Records from a collection:
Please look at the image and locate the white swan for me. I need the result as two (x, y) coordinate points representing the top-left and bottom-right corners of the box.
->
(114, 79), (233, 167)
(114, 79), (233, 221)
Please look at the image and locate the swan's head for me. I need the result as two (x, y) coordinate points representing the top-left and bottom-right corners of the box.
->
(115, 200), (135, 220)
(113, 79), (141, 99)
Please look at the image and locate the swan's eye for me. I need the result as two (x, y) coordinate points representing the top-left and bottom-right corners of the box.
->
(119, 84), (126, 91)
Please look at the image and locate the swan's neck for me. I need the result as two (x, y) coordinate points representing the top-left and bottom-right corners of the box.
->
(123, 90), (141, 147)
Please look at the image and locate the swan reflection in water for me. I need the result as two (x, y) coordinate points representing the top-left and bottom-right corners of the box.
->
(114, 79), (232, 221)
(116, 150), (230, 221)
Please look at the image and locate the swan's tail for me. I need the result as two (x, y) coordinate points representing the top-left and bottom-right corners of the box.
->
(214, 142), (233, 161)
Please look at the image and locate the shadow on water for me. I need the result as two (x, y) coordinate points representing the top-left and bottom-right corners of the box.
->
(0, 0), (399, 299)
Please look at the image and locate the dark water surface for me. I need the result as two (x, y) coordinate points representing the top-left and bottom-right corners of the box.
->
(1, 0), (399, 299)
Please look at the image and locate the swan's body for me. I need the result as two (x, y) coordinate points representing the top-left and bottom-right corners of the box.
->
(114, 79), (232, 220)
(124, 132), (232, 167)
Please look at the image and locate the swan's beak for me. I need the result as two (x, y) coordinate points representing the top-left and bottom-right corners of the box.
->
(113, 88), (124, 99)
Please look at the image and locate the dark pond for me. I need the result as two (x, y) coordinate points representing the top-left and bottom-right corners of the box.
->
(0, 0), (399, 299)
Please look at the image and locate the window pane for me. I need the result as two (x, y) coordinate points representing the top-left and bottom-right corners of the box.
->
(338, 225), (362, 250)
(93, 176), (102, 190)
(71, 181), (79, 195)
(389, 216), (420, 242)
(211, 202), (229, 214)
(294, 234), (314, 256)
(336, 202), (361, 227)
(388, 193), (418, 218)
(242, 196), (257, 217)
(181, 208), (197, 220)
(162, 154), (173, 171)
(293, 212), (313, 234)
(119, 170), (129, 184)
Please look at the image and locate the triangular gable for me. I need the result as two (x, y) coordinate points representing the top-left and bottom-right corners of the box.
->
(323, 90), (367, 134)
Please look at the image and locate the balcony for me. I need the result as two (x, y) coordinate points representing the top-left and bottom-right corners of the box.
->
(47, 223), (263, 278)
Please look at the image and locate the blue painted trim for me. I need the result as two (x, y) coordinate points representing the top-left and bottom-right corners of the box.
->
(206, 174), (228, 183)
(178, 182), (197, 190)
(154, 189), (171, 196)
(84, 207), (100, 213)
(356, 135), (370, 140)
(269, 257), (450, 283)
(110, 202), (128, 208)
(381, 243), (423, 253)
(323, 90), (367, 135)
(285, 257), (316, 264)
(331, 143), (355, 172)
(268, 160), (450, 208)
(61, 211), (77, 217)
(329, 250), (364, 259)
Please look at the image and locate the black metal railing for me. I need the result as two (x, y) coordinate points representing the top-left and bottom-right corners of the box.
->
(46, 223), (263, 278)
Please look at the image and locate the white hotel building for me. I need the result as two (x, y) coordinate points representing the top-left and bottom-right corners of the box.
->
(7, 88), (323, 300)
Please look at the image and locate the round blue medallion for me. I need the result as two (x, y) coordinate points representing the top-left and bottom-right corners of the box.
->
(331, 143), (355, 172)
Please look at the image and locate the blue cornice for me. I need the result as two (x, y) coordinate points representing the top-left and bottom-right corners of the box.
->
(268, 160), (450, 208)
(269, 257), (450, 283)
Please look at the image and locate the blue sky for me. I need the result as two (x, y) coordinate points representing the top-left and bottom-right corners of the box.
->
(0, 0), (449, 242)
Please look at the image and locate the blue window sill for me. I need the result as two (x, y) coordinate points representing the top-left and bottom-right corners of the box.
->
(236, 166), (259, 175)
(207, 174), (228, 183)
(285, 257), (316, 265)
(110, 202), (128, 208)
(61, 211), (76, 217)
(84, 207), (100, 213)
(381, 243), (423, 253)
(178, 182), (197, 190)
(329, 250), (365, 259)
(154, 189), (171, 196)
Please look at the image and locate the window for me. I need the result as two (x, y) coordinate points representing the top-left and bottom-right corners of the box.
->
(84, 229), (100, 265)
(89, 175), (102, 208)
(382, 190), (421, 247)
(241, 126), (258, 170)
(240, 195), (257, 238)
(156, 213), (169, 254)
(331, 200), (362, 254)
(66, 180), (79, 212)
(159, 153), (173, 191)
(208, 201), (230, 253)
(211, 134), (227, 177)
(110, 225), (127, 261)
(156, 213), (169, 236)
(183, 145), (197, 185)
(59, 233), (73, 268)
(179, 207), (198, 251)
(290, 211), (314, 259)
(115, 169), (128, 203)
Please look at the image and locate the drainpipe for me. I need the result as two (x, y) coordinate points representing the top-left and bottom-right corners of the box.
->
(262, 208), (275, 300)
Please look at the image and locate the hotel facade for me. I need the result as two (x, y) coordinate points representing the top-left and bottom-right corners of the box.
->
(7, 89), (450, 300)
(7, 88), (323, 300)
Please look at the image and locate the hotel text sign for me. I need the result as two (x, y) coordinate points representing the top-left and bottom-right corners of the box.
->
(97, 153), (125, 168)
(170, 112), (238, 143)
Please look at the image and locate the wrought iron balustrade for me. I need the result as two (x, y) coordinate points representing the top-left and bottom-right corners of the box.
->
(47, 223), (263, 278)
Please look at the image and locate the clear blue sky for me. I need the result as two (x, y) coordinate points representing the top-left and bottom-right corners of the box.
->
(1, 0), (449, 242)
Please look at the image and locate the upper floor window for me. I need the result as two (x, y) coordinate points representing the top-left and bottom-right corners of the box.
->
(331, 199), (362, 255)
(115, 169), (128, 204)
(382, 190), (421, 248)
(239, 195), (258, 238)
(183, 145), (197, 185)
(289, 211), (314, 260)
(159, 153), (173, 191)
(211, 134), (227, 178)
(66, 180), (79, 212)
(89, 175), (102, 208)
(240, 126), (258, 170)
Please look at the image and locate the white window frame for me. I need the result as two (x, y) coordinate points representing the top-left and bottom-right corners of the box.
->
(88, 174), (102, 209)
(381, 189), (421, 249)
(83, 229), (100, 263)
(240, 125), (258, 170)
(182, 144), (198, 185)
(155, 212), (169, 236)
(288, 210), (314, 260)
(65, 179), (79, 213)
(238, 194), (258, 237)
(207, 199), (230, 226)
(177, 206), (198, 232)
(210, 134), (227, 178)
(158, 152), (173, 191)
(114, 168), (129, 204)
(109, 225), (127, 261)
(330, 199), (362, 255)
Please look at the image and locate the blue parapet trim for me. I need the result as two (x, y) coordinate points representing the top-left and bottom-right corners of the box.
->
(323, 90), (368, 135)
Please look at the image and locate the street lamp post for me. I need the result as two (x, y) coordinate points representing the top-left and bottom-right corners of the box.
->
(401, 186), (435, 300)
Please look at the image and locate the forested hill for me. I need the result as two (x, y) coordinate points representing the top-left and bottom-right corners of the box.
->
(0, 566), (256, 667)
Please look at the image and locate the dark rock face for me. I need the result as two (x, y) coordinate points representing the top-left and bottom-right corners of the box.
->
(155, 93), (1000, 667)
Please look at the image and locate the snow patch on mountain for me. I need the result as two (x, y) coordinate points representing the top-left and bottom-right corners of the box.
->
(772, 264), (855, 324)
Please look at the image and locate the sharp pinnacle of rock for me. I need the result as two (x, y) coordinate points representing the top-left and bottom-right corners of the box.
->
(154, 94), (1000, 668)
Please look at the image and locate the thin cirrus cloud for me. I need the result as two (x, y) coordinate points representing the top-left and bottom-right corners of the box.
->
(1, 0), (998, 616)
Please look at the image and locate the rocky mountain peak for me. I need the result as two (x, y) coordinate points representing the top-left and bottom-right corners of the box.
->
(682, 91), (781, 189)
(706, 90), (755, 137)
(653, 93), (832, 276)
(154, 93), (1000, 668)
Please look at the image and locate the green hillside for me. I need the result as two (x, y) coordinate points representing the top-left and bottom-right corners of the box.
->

▶ [Your instructions]
Could you work out how many lines in the records include "mountain"? Answer with the number only.

▶ [The answer]
2